* CONSIGNE:
Selon l'article sur Chelsea, pourquoi les Blues seraient-ils éliminés de la Ligue des champions, même après une large victoire contre Nordsjælland, si la Juventus ne perd pas ? Répondez en une à trois phrases.

L’accueil fut chaleureux. Genre: «Rafa out!» (dehors, Rafa), ou «There’s only one Di Matteo» («il n’y a qu’un seul Di Matteo», du nom de son prédécesseur prestement largué), aimables slogans scandés ou écrits sur des pancartes, destinés à souhaiter la bienvenue à Stamford Bridge au nouveau coach intérimaire – jusqu’à la fin de la saison, en principe – du Chelsea FC, l’Espagnol Rafael Benitez, 52 ans.

Cela se passait dimanche 25 novembre, à l’occasion de la prise de pouvoir de l’Ibère pour un insipide 0-0 contre Manchester City. Rebelote mercredi 28, toujours au stade des Blues, lors du 0-0 (encore!) à l’issue du derby du sud-ouest londonien face à Fulham. Sifflets, bronca et tutti quanti, histoire de célébrer la plus mauvaise série de Chelsea à domicile (4 matches d’affilée non gagnés) depuis 1996.

Et samedi dernier à l’Upton Park de West Ham United, les fans en bleu ont choisi de bouder en masse le bref déplacement vers la ceinture est du Grand Londres. Bien leur en a pris, le Chelsea de Benitez ayant, cette fois, subi un revers sec (3-1), qui le relègue respectivement à 10 et 7 points des deux mancuniens (United et City), après 15 journées de Premier League. Deux nuls et une défaite en trois matches, belle entrée en matière pour l’homo novus qui dirige l’équipe.

Pire – mais là, l’Espagnol n’y peut rien –, le champion d’Europe en exercice risque sa peau mercredi en recevant les faibles Danois de Nordsjælland, pendant que les leaders Shakhtar Donetsk et Juventus Turin en découdront à la Donbass Arena ukrainienne, le tout pour la 6e et ultime journée de la phase de poules de la Ligue des champions. Victoire obligatoire côté Blues, certes, mais cela ne suffira pas. Avec 7 points contre 9 à la Juve et 10 au Shakhtar dans le groupe E, Chelsea, même largement victorieux, ne peut compter que sur une défaite de la Vieille Dame afin de passer le cap à la raclette. Tout autre résultat l’éliminerait, eu égard à ses confrontations directes déficitaires: 1-2 à l’extérieur et 3-2 à domicile contre les obligés du parrain de Donetsk, Rinat Akhmetov (ici, les buts marqués hors de ses propres terres font la différence), 2-2 et 0-3 contre les Bianconeri.

Cette dernière gifle ramassée à Turin provoqua précisément la colère définitive de l’oligarque propriétaire, Roman Abramovitch, envers son entraîneur italien, Roberto Di Matteo. En place depuis six mois à peine – il avait supplanté le fantasque Portugais André Villas-Boas, coupable d’insuffisance de résultats –, Di Matteo mena pourtant Chelsea à la conquête du trophée le plus convoité par Abramovitch depuis son rachat du club, en 2003, et les investissements consentis sur le mercato (600 millions de livres sterling pour solde de toutes dépenses, soit 893 millions de francs), c’est-à-dire la Coupe aux grandes oreilles – entendez la Ligue des champions 2011-2012. Le spectacle pitoyable présenté par les Blues, en ce 20 novembre au Piémont, a cruellement actionné la guillotine.

* EXTRAITS DE DONNÉES:

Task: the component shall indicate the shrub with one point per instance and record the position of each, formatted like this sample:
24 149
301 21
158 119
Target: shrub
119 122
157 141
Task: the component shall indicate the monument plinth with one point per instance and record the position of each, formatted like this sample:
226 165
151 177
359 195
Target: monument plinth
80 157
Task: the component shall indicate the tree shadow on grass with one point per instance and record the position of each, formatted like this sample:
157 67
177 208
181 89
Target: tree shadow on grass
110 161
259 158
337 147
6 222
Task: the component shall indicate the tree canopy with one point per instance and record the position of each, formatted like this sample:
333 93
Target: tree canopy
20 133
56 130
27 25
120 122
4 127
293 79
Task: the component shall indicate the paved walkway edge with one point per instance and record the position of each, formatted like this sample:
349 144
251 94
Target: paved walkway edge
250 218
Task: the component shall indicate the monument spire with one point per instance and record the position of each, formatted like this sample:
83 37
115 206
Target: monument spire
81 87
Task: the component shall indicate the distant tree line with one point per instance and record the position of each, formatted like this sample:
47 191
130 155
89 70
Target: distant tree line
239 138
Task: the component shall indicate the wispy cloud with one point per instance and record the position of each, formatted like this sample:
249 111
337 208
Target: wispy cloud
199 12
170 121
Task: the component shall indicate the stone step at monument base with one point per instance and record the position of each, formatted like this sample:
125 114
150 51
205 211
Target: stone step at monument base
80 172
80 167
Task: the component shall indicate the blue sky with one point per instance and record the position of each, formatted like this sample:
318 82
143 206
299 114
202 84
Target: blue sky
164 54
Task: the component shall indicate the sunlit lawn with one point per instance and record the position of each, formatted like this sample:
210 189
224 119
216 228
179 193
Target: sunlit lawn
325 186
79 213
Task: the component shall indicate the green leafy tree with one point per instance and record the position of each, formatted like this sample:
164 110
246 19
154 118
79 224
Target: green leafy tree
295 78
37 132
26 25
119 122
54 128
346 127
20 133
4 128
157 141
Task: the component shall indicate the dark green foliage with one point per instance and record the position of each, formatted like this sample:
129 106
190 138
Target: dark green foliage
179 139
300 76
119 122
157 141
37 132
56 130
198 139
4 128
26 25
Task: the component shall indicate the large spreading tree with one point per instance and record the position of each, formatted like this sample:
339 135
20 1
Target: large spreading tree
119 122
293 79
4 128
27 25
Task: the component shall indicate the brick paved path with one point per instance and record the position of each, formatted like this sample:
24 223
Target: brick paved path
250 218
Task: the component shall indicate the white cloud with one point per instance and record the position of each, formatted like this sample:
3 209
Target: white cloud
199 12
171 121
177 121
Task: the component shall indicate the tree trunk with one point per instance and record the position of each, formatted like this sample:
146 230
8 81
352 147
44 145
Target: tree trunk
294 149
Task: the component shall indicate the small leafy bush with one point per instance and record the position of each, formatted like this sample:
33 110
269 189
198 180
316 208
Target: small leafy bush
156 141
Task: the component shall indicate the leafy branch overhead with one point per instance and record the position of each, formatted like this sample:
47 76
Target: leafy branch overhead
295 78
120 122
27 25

* RÉSULTAT DE L'EXERCICE:
Avec 7 points contre 9 pour la Juventus et 10 pour le Shakhtar, Chelsea est pénalisé par ses confrontations directes déficitaires. Contre le Shakhtar, il a perdu 1-2 à l'extérieur et gagné 3-2 à domicile, et ce sont les buts marqués à l'extérieur qui font la différence. Contre la Juventus, il a fait 2-2 puis a perdu 0-3.